[Excerpted text]
· · ·

The World Health Organization (WHO) envisions a world where every woman and child receives quality care throughout the course of their lives. To realise this vision, WHO’s Department of Reproductive Health and Research including HRP is committed to the development and dissemination of evidence-based guidelines to improve the quality of reproductive health care services worldwide.
Listed below are four recently released guidelines from the WHO’s Department of Reproductive Health and Research:
The guideline focuses on improving maternal and neonatal outcomes associated with preterm birth, and includes recommendations on the care of pregnant women at imminent risk of preterm birth and care of preterm newborns. The guideline includes recommendations on the use of antenatal corticosteroids, tocolysis, magnesium sulfate, antibiotic prophylaxis and mode of delivery, as well as the use of Kangaroo mother care, plastic wraps, continuous positive airway pressure therapy, surfactant and oxygen therapy for preterm newborns. The guideline is relevant to those directly providing care to pregnant women and preterm infants, as well as for development of healthcare programs, training programs and policies to improve maternal and newborn care.
Planned and regulated task shifting and task sharing can have a range of benefits. It can ensure a rational optimization of the available health workforce, address health system shortages of specialized health-care professionals, improve equity in access to health care and increase the acceptability of health services for those receiving them. This guideline provides a range of options for expanding of health worker roles in the provision of safe abortion care, the management of complications of abortion (also known as post-abortion care in some settings and provided as part of emergency obstetric care) and for post-abortion contraception provision.
This document is part of the process for improving the quality of care in family planning. Medical eligibility criteria for contraceptive use (MEC), the first edition of which was published in 1996, presents current WHO guidance on the safety of various contraceptive methods for use in the context of specific health conditions and characteristics. This is the fifth edition of the MEC – the latest in the series of periodic updates.
This edition is divided into two parts. Part I describes how the recommendations were developed and Part II contains the recommendations and describes how to use them. The recommendations contained within this document are based on the latest clinical and epidemiological data. Several tools and job aids are available from WHO and other sources to help providers use these recommendations in practice.
Both research and consultations over the last decades have identified sexuality-related communication as an issue that requires urgent attention. While clients would like their health-care providers to discuss sexual health concerns, health workers lack the necessary training and knowledge to feel comfortable addressing such issues.
This guideline provides health policy-makers and decision-makers in health professional training institutions with advice on the rationale for health-care providers’ use of counselling skills to address sexual health concerns in a primary health care setting.

· · ·

Text-to-region grounding data:
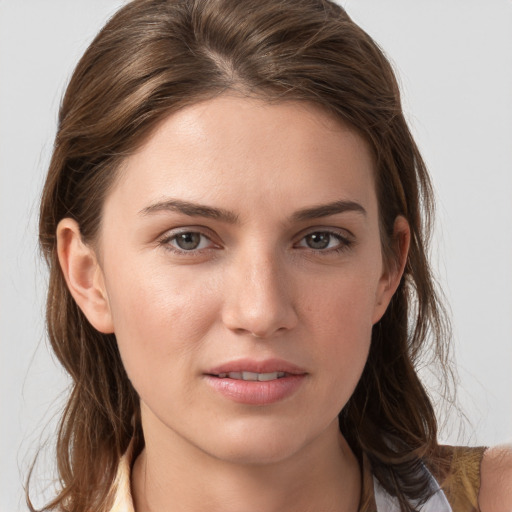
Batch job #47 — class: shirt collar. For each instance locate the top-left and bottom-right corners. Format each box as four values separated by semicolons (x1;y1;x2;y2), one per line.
110;443;452;512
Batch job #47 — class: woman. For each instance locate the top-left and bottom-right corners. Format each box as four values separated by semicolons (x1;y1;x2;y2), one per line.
33;0;512;512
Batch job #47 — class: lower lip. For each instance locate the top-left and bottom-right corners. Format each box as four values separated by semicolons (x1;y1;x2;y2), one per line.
206;374;306;405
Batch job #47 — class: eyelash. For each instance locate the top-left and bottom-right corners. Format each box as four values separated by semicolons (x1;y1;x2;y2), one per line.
158;229;354;257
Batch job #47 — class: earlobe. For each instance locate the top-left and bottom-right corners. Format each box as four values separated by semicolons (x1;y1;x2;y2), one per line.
373;216;411;324
57;218;114;334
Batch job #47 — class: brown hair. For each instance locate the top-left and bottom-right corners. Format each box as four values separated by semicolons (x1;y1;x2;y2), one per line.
31;0;448;512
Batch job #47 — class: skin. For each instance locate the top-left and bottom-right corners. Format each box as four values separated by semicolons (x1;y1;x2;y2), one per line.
57;95;508;512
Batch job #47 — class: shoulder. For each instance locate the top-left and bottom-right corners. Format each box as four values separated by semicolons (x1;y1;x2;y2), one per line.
478;445;512;512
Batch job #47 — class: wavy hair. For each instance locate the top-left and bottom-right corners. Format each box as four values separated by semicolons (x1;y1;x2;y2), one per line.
33;0;449;512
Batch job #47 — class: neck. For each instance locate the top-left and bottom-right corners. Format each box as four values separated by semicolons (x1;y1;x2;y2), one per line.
132;422;361;512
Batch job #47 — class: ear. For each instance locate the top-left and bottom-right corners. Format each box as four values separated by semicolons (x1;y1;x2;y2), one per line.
57;218;114;334
373;215;411;324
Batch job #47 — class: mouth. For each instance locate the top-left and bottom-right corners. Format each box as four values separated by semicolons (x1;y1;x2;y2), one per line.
205;359;308;406
212;372;292;382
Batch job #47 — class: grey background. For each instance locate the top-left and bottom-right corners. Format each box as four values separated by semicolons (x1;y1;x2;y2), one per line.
0;0;512;512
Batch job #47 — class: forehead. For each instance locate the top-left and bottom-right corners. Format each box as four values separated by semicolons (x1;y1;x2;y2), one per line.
107;95;374;222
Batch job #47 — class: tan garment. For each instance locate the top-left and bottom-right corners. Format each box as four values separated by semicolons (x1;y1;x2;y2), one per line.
110;446;485;512
438;446;485;512
359;446;485;512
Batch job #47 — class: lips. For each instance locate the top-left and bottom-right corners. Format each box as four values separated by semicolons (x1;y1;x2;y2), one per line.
205;359;307;405
206;359;307;380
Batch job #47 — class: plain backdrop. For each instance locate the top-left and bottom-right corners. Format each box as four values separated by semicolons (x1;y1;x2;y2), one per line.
0;0;512;512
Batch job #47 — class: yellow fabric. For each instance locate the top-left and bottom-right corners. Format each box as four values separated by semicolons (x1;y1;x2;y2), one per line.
110;446;485;512
438;447;485;512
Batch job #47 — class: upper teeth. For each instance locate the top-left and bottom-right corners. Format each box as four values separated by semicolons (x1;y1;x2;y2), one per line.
219;372;286;381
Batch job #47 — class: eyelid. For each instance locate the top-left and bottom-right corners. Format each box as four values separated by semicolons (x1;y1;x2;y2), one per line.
295;226;355;253
157;226;220;256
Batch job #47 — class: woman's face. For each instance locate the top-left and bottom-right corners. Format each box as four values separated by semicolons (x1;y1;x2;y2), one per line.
85;95;399;463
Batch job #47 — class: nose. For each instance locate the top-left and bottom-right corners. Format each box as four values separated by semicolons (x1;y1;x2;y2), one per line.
222;252;298;338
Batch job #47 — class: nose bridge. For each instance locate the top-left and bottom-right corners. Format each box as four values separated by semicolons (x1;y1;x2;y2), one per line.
223;242;297;338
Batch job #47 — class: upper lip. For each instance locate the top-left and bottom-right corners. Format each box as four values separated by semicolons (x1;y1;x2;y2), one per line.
205;359;307;375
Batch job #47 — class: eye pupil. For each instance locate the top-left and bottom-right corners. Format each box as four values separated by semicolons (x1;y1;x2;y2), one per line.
306;233;331;249
176;233;201;251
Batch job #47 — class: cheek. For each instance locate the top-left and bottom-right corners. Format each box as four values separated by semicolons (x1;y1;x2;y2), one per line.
107;265;218;392
309;278;375;390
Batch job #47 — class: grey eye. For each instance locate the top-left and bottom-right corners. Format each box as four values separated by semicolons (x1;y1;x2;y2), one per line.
304;232;333;249
174;232;202;251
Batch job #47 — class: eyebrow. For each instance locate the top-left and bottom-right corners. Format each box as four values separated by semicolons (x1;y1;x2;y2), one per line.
139;199;366;224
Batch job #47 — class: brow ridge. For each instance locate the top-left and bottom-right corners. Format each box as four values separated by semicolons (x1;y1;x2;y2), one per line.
139;198;366;224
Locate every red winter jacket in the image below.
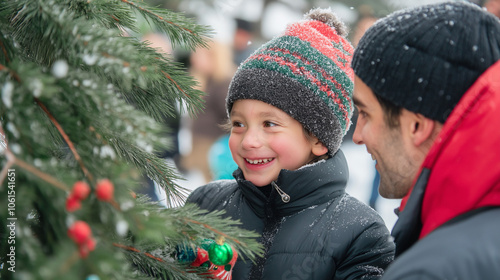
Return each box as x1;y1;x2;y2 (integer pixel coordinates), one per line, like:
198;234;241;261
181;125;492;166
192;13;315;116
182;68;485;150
382;61;500;280
395;58;500;254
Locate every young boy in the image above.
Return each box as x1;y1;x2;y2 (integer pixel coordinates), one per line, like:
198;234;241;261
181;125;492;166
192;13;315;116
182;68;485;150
187;9;394;280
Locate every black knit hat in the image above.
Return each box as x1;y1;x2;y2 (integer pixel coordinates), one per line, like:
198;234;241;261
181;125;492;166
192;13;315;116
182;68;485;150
352;2;500;123
226;9;354;156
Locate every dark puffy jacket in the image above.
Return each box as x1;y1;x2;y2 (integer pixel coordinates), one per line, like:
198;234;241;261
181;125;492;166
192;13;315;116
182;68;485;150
187;151;394;280
383;61;500;280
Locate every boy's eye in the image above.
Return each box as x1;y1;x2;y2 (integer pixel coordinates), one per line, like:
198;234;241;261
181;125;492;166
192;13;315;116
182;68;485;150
233;121;243;127
264;121;277;127
358;110;368;118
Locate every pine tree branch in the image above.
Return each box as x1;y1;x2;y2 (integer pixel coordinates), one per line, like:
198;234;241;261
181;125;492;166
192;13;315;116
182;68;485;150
0;153;14;186
35;98;94;182
5;149;69;192
121;0;194;35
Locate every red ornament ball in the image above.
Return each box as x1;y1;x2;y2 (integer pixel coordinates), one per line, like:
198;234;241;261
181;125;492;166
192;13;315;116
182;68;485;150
71;181;90;200
96;179;115;201
68;221;92;245
66;194;82;212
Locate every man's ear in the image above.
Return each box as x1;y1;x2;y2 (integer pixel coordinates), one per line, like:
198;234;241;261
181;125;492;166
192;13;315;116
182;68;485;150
408;113;436;147
312;137;328;156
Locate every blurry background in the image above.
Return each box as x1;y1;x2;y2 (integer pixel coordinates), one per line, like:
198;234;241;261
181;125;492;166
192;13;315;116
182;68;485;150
134;0;500;229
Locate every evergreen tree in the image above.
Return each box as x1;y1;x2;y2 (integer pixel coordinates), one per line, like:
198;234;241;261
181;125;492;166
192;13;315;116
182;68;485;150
0;0;261;279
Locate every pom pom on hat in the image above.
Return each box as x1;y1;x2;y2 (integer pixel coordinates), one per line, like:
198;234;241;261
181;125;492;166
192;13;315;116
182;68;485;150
226;9;354;156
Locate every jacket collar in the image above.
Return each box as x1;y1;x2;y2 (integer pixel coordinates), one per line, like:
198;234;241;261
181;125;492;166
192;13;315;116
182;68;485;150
233;150;349;217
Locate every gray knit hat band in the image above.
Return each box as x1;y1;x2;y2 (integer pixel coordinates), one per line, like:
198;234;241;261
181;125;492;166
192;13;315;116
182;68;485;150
226;69;344;156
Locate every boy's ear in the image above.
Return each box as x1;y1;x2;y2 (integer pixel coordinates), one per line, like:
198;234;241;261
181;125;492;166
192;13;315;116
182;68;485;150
312;137;328;156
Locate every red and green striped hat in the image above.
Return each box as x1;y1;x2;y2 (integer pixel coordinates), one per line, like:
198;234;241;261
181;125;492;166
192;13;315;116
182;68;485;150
226;9;354;156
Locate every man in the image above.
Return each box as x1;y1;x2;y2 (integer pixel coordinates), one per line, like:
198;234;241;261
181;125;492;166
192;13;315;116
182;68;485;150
352;2;500;279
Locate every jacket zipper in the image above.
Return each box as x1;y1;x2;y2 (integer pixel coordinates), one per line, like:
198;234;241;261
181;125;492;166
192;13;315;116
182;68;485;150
271;181;291;203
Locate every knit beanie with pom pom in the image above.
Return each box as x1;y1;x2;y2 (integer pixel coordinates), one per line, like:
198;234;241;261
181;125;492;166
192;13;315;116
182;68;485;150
226;9;354;156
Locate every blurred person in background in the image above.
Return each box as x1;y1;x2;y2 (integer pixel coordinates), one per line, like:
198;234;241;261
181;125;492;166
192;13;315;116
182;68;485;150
233;18;255;65
181;41;236;182
483;0;500;18
352;2;500;280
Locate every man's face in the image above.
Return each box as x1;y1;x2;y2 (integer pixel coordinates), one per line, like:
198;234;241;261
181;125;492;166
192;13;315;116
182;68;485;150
353;76;420;198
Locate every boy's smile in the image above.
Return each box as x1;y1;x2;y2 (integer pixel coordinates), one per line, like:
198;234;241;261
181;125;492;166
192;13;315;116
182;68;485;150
229;99;327;187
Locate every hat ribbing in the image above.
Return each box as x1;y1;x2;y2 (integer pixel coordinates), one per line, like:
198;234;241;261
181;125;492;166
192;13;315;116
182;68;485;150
226;9;354;155
352;2;500;123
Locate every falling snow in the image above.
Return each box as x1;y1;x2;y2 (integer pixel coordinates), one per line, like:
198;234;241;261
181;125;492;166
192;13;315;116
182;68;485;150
52;60;69;78
2;81;14;108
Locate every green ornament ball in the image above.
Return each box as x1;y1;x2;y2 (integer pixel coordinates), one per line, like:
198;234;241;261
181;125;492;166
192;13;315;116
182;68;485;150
208;243;233;266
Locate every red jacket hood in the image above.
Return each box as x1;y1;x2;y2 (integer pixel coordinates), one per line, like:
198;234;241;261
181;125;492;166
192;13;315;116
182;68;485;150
400;61;500;238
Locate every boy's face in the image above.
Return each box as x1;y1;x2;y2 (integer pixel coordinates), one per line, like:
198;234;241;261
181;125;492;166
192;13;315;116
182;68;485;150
352;76;420;198
229;99;328;187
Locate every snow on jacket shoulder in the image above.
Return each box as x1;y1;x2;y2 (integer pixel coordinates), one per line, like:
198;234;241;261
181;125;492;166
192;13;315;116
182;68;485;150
187;151;394;280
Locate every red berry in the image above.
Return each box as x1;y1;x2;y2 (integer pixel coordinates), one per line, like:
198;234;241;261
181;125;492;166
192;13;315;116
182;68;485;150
78;237;96;258
85;238;97;251
71;181;90;200
68;221;92;245
66;194;82;212
96;179;115;201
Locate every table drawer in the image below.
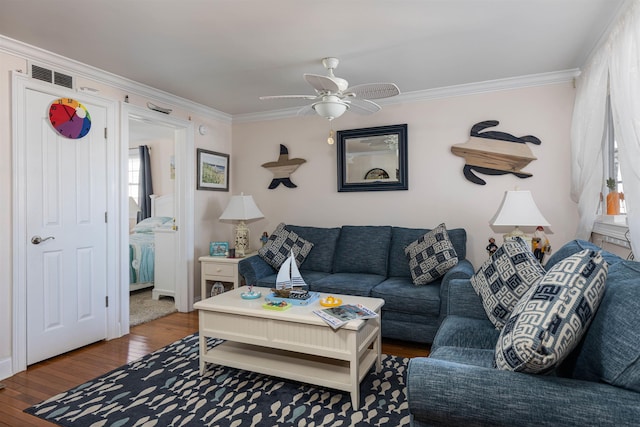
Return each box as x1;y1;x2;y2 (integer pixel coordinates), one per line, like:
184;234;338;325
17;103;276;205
202;264;235;278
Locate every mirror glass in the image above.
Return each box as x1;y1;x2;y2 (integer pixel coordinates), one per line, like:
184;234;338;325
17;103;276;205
337;124;408;191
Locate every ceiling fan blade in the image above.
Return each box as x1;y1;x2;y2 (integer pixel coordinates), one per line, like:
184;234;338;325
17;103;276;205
304;74;340;92
260;95;318;100
297;105;316;116
344;98;382;114
345;83;400;99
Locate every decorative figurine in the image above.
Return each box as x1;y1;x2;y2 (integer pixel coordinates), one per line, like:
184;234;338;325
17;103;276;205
531;225;551;263
487;237;498;256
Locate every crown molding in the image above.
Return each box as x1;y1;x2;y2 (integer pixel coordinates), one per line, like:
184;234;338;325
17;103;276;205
0;35;580;123
0;35;232;122
233;68;580;123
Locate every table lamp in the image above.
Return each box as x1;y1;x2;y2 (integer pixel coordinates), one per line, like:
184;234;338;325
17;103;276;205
220;193;264;258
489;190;550;245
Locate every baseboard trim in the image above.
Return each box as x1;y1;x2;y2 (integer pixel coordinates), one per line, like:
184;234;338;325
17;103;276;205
0;357;13;380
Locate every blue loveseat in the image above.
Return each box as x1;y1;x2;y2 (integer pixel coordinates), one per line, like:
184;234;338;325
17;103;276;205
407;240;640;426
238;225;473;343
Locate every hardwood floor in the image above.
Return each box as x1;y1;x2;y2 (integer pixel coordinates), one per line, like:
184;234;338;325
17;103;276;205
0;311;429;427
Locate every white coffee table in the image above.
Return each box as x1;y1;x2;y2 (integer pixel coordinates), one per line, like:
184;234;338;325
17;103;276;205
194;287;384;408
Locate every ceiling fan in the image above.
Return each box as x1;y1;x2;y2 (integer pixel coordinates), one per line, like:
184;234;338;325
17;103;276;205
260;57;400;120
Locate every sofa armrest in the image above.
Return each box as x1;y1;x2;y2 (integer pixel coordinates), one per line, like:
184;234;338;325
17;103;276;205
407;357;640;426
238;255;276;285
445;279;487;319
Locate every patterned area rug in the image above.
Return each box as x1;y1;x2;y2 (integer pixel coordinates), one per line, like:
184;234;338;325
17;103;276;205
129;289;178;326
25;334;410;427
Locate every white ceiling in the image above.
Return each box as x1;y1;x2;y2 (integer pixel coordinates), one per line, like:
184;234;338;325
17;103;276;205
0;0;629;115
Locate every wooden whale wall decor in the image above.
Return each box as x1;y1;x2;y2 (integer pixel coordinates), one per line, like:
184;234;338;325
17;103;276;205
451;120;541;185
262;144;306;190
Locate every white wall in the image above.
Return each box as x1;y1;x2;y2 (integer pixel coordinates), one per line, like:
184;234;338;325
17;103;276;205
231;83;577;268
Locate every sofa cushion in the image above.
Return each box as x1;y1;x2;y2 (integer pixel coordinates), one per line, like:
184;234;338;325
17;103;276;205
471;238;545;329
371;277;440;317
404;223;458;285
389;227;467;277
287;224;340;273
429;347;493;368
333;225;391;277
258;223;313;269
310;273;384;297
572;261;640;392
544;239;622;271
495;249;607;374
431;316;500;352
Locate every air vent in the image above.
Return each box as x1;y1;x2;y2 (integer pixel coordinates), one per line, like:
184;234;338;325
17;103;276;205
31;64;73;89
31;65;53;83
53;71;73;89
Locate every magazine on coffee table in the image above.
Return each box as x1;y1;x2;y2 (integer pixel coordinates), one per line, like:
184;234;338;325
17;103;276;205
313;304;378;329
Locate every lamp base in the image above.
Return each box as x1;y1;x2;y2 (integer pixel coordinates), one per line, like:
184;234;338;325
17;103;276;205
502;227;533;251
235;221;249;258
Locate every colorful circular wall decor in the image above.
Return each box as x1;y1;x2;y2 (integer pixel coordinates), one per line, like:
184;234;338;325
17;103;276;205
49;98;91;139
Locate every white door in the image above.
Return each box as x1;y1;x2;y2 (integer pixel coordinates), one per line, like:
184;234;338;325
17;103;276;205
25;89;107;364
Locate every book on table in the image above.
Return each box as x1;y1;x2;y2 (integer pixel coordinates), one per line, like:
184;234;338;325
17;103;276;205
313;304;378;329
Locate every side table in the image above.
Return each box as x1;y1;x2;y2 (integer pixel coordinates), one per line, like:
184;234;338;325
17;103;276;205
198;252;257;300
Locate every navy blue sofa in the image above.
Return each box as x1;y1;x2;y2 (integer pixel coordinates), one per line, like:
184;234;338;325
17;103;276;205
407;240;640;427
238;225;473;343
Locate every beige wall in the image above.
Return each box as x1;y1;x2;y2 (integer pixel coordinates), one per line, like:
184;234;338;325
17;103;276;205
232;83;577;267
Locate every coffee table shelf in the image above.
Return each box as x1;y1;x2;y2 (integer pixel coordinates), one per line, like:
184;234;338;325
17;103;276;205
194;288;384;408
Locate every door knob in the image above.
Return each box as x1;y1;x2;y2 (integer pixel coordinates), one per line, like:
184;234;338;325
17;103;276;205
31;236;55;245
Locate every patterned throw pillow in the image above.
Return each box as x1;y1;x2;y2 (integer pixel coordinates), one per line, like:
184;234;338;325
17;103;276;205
258;223;313;270
495;249;608;374
404;223;458;285
471;237;545;329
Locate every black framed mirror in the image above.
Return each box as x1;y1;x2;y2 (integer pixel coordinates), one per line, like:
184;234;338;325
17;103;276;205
337;124;409;192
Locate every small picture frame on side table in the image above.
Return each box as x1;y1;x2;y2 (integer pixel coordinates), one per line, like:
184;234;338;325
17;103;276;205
209;242;229;256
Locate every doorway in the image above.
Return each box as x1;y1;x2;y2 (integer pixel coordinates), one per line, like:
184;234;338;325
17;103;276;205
120;102;195;334
127;117;177;326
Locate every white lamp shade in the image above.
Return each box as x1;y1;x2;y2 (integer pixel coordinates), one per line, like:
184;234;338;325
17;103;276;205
489;190;550;227
220;194;264;221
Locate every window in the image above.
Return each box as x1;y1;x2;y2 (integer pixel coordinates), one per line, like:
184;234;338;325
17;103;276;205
129;148;140;205
601;97;627;215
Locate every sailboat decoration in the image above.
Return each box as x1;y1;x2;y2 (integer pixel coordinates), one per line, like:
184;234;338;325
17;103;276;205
274;251;307;297
267;251;319;305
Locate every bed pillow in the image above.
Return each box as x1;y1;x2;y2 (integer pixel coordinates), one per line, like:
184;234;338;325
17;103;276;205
495;249;608;374
258;223;313;270
471;237;545;329
133;216;172;233
404;223;458;285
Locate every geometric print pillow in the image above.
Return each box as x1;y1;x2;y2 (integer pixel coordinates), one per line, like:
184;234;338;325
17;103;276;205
495;249;615;374
471;237;545;329
404;223;458;285
258;223;313;270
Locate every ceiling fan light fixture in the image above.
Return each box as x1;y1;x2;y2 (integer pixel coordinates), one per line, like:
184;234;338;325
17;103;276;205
311;97;349;120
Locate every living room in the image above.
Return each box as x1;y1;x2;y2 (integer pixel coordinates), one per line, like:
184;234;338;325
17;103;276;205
0;2;636;424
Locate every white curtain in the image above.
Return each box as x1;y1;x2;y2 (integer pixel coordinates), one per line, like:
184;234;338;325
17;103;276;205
571;45;610;240
609;1;640;254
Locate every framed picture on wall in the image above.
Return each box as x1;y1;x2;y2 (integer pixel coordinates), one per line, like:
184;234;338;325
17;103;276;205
196;148;229;191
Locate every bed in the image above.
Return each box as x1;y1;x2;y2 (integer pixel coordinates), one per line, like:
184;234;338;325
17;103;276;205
129;194;174;292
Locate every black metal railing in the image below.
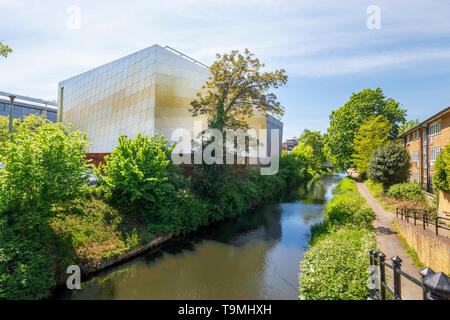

· · ·

[Problem set]
1. Using the text on WHO reproductive health guidelines, decide whether each statement is true: (a) the first edition of the medical eligibility criteria for contraceptive use came out in 1996; (b) the current edition of those criteria has three parts; (c) health workers have enough training to discuss sexual health concerns comfortably. Answer yes or no for each and quote the deciding words.
2. How many recently released guidelines does the text on WHO reproductive health guidelines list?
3. From the text on WHO reproductive health guidelines, copy everything from "The World Health" down to "care services worldwide.".

[Results by task]
1.
(a) Yes: "the first edition of which was published in 1996"
(b) No: "This edition is divided into two parts."
(c) No: "health workers lack the necessary training and knowledge to feel comfortable addressing such issues"

2. Four.

3.
The World Health Organization (WHO) envisions a world where every woman and child receives quality care throughout the course of their lives. To realise this vision, WHO’s Department of Reproductive Health and Research including HRP is committed to the development and dissemination of evidence-based guidelines to improve the quality of reproductive health care services worldwide.